─── STUDY TEXT ───

“Blessed are those who hunger and thirst for righteousness, for they shall be satisfied” (Matthew 5:6).
Jesus was surely speaking to hungry and thirsty people. Crowds, like sheep, eat and drink all the time. But it was not hunger or thirst that Jesus spoke of. The object of the desire here is critical. Jesus was adding His blessing upon those who desire righteousness, those who want to uphold biblical moral principles. People have no moral principles of their own. Apart from Christ, apart from the Shepherd, people will drain their resources and tear each other apart. Apart from Christ people are self-righteous, proud, irritable and afraid (fearful). Apart from Christ people know at some level that they are destined for death and Hell (Romans 1:20). People will stubbornly cling to their old habits of selfishness and godlessness. Nothing but their own death and rebirth in Christ can change them. The is the point of the Old Testament—nothing but Christ can change people.
Education only makes us smarter sheep, but has no effect on our stubbornness, or our blindness to the things of God. Educated people are only better able to justify their old habits. An educated Christian is a blessing, an educated heathen is not, it does not change their essential character. Wealth only makes us richer sheep, but has no effect on our stubbornness or our blindness to the things of God. Wealthy people are only better able to fund their old habits, not change them. A wealthy Christian is a blessing, a wealthy heathen is not. Health only keeps us from getting sick. Being healthy means being able to be what you are. So, a healthy sheep is better able to be a sheep than a sick sheep. Healthy sheep are better able to do sheeply things, but it doesn’t make them other than sheep. Health doesn’t change our character or habits, it just allows us to better engage them.
Education, wealth and health are all offered as the panacea for a better world. And all of these things are good, but none of them are able to change our godless habits, our selfish desires or our godlessness. Apart from Christ, apart from Scripture, people would have no idea about real goodness or godliness. Godliness is not our natural condition. We cannot become better people or more godly by looking within. The human heart is a cesspool of sin and corruption. “The heart is deceitful above all things, and desperately wicked: who can know it?” (Jeremiah 17:9).

───

> TASK
Please extend the reflection on Matthew 5:6, picking up right after its closing quotation from Jeremiah 17:9. The material that comes next has no connection to the reflection on Matthew 5:6.

─── EXCERPTED DATA ───

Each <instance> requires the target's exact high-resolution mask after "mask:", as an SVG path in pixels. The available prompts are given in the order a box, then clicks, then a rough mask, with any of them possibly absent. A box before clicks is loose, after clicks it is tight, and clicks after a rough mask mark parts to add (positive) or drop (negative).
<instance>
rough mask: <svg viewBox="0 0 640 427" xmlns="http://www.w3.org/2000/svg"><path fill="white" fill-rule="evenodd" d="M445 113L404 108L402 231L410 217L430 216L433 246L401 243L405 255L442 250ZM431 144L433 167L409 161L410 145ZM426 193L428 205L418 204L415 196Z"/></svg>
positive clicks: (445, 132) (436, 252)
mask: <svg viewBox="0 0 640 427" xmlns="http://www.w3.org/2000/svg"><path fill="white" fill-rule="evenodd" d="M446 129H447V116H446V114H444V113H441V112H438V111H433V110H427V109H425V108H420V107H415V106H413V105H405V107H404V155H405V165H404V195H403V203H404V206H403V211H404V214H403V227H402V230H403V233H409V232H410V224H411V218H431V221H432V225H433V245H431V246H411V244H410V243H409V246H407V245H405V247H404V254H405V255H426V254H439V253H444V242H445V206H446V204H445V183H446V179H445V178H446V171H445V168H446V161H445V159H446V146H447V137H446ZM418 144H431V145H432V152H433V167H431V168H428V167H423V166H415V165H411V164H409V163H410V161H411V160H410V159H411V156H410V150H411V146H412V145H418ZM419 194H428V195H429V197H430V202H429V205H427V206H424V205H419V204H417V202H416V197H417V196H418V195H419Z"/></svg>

───

> ANSWER SECTION
A lot of people—too many—think that human beings are naturally good, and that we are corrupted by the world. But that is backwards. Scripture teaches that people are naturally sinful, naturally evil—depraved, and that our sinfulness and depravity corrupts the world. Of course, God created everything good. But people ignore and disregard the Fall.
Adam fell and sin has been our natural condition ever since. The fix for the corruption of the world is not political action. That’s not the first step, anyway. The first step is confession of our sin, acknowledgment that we are the problem, that we are so lost that we are not worth saving. This is the meaning of being poor in spirit. Only when we see the depth of our own personal depravity can we contemplate the degree of our own wickedness. When we grasp our iniquity, added together with (or maybe multiplied by) all of the wickedness of other people and the wickedness of human history, can we own the hopelessness of looking within ourselves. Whether we look into our own individual hearts or look to the great literature of human history, we see the same thing—unrepentant wickedness.
While no one likes seeing this about ourselves, seeing it, owning it, is a necessary part of our salvation. Those who turn away, those who ignore the gravitas of human iniquity, of their own depravity, deny the truth of God, which is the only thing that can save them. That truth is the man Jesus Christ, and there is no other. That’s the way God designed it. That’s the way God designed us. So, to reject the reality of human sin, of one’s own sin, is to reject God’s truth, God’s man, Jesus Christ.